STATED TASK: The data below should be printed in full, exactly, and without any of its images.

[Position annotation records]
>> START

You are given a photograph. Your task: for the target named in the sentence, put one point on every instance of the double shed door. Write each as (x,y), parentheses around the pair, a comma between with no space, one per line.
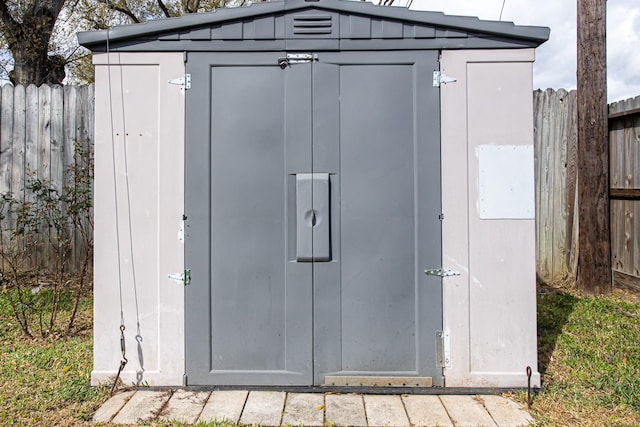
(312,205)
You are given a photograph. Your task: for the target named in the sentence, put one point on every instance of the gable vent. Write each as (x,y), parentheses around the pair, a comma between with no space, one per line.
(312,24)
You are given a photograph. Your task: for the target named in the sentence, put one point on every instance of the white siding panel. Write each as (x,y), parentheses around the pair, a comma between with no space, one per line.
(490,309)
(138,208)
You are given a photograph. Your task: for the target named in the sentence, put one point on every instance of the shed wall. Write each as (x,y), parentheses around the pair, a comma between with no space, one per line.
(489,219)
(139,187)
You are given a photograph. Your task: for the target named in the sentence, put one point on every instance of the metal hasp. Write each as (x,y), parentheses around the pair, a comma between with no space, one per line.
(443,349)
(441,272)
(297,58)
(439,78)
(184,82)
(184,277)
(312,217)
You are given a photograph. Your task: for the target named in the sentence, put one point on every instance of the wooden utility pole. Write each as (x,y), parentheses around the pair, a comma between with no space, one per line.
(594,247)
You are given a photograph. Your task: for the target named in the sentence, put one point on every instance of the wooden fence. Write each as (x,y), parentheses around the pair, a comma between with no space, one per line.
(38,129)
(624,139)
(555,122)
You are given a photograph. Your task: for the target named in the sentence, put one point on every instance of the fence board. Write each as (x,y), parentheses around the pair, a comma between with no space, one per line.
(38,127)
(19,141)
(553,114)
(57,136)
(624,136)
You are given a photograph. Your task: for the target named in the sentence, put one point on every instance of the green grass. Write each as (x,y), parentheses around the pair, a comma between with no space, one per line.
(45,380)
(590,359)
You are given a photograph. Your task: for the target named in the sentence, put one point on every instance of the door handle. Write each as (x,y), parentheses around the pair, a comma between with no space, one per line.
(312,217)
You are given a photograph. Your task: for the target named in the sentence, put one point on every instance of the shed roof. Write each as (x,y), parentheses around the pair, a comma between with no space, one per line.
(314,24)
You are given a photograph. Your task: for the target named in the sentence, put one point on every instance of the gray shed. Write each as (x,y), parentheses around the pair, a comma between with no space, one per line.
(315,193)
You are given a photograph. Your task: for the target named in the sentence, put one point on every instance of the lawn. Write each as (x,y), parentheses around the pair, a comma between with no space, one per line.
(589,357)
(45,380)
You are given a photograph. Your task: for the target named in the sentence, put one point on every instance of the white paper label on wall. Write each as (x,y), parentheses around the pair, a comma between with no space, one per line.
(506,181)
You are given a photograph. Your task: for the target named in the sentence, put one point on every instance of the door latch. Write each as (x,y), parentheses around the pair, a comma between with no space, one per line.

>> END

RESPONSE TO THE EXERCISE:
You are given a photograph. Your task: for the target named in the sentence, put one point on every instance of the double shed door. Write each as (x,y), parentheses around the pair, a comma between with no space, one per line.
(312,205)
You are given a photograph. Your task: for the target named in the sentence, put one point on every instance of the gable vent. Write each as (x,y), parentheses around the pair, a comma between with no space, one per line.
(312,24)
You are given a photograph. Your task: for the target named in the sentence, put one point on every instance of the white siding panel. Write each as (x,y), parentheses around the pair, a comma between with no space, one per line.
(490,309)
(138,208)
You are given a photograph. Your task: for the target named in the sentence, put one point on every instance of the shed wall. Write each as (x,y), parentheses around the pair, a comma between with no space, one per line.
(489,219)
(139,187)
You are given a photograph. Your task: for the target named in the sentence, put one point on every instance of the metal hasp. Write each as (x,y), parentheses around the pair, a comma between with no space, one per line.
(443,349)
(441,272)
(297,58)
(439,78)
(184,82)
(184,277)
(312,217)
You are given a photograph. Your task: for the target named in the sentence, put one point on every instance of the wooden utility pole. Write each as (x,y), parentheses around the pair, a comma between with no space, one per line.
(594,247)
You are given a photograph. Your task: for the target named in the sentence, put one point on every instance of the wooden fence. Write each as (x,y), parentheses around the pair, a comma between with no space, one per line.
(38,129)
(624,139)
(555,122)
You are given a photograph. Your task: for the target named in the sentence, put one point on every instance of the fence board. Write each as (x,y), parentheses around the pair, a comma between with no space, one per line.
(38,127)
(19,141)
(553,114)
(57,136)
(624,136)
You are given a photograph. Your task: for the target named in the sentence, put one point on every instance of the green grass. Write each as (x,y), parentheses around the pair, a comma between with no space, one per line.
(45,380)
(590,359)
You are given a photograph. Your task: for the target named in the sentence, put one point on every instance of the door handle. Write each as (x,y), parentheses around the pair, a comma between with no space, one per line.
(312,217)
You are given a photograph. Your task: for the target named in the sentence, put one point on every instance of the shed roof. Write each as (x,y), parentheses around the pair, a comma between with no space, one per line.
(314,24)
You are given a photograph. Your task: for the target named in the sentence, put one point on every instance of the gray shed. Write each as (x,y), parentheses around the pair, a comma between with no space, one per line.
(315,193)
You are given a photograph. Your task: for the target named in the sentence, put one point on every instance of the lawn. Write each as (x,y), parentheses around the pair, a comma between with no space, one per line.
(589,357)
(45,380)
You are given a photograph. Your task: for the target named in the sentence, put one point on every instance of the white paper label on wall. Write each as (x,y), parentheses around the pair, a comma between with no space, one per line.
(506,181)
You are given a photograph. Your task: for the target named in the sentence, put one point on every instance of the door latch. Write each as (x,y), parentheses around the pair, a comma between with no space, one per line.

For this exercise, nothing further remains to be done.